== Directions for this task ==
Please write out every record exactly, but keep any images out of it.

──────── Provided material ────────

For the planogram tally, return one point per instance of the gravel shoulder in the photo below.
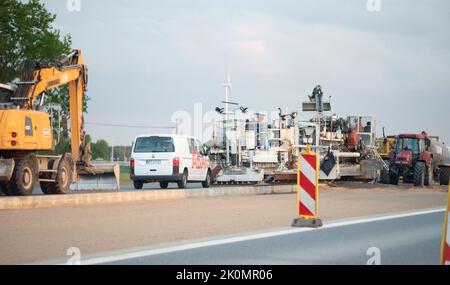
(44, 234)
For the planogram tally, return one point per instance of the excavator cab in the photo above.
(26, 134)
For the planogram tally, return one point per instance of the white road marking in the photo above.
(150, 252)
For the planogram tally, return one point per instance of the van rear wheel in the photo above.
(207, 181)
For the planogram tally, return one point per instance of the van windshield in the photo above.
(154, 144)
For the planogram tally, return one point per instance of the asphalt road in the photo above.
(402, 240)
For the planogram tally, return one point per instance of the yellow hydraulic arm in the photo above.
(37, 80)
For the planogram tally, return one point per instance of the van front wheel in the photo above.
(138, 184)
(182, 184)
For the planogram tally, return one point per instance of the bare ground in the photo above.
(43, 234)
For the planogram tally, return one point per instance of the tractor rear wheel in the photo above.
(384, 177)
(4, 188)
(419, 174)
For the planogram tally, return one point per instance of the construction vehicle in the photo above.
(26, 135)
(419, 159)
(385, 145)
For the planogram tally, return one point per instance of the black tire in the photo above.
(384, 177)
(428, 176)
(207, 182)
(47, 187)
(393, 178)
(138, 184)
(182, 184)
(63, 178)
(4, 189)
(23, 178)
(419, 174)
(444, 176)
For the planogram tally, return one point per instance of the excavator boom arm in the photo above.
(37, 80)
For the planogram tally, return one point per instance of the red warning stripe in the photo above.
(311, 159)
(303, 210)
(446, 253)
(308, 186)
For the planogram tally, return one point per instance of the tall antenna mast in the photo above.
(227, 86)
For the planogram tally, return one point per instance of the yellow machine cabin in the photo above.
(25, 130)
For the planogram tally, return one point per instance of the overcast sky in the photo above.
(148, 59)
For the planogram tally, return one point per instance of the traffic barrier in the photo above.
(307, 190)
(445, 255)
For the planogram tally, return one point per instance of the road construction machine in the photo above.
(419, 159)
(26, 133)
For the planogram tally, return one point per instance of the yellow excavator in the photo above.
(26, 134)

────────

== Answer to this exercise ==
For the planogram tally, return one point per instance of the gravel shoulder in the photo below.
(44, 234)
For the planogram tally, return one point per instance of the excavator cab in the photo above.
(26, 134)
For the planogram tally, return one point per instance of the white road marking in the photo above.
(150, 252)
For the planogram tally, return one point per instance of the van rear wheel in the photo above.
(207, 181)
For the planogram tally, return one point per instance of the van windshield in the photo above.
(154, 144)
For the planogram tally, return one point per instance of the asphalt road in the photo above.
(402, 240)
For the planogram tally, return one point per instance of the yellow hydraulic arm in the photo above.
(37, 80)
For the planogram tally, return one point per instance of the van front wheel in the photo above.
(138, 184)
(182, 184)
For the planogram tally, return one point per instance of the bare ground in the photo above.
(43, 234)
For the planogram tally, return one point per instance of the tractor rear wheel in the photo above.
(384, 177)
(4, 188)
(419, 174)
For the planogram tally, return one point per instance of the construction vehicle in the photo above.
(26, 135)
(419, 159)
(385, 145)
For the planogram tally, return one point per instance of the black tire in the photo above.
(384, 177)
(428, 176)
(207, 182)
(47, 187)
(393, 178)
(138, 184)
(182, 184)
(63, 178)
(4, 189)
(23, 178)
(419, 174)
(444, 176)
For the planogram tally, return one point per instance of the excavator boom arm in the photo above.
(37, 80)
For the planogram tally, return one point per instance of the red warning stripe in the photo above.
(311, 159)
(303, 210)
(446, 253)
(308, 186)
For the planogram tally, return one point per instance of the tall antenna mast in the photo above.
(227, 86)
For the planogram tally, return one point per instance of the yellow machine cabin in the photo above.
(25, 130)
For the planogram tally, return one point per instance of the overcast sky in the photo above.
(148, 59)
For the planogram tally, return one point per instance of the traffic barrier in the photo above.
(307, 190)
(445, 255)
For the planogram tally, return one point per instance of the road construction machine in the photo above.
(419, 159)
(26, 133)
For the planogram tally, return one point per instance of the yellow excavator in the photo above.
(26, 134)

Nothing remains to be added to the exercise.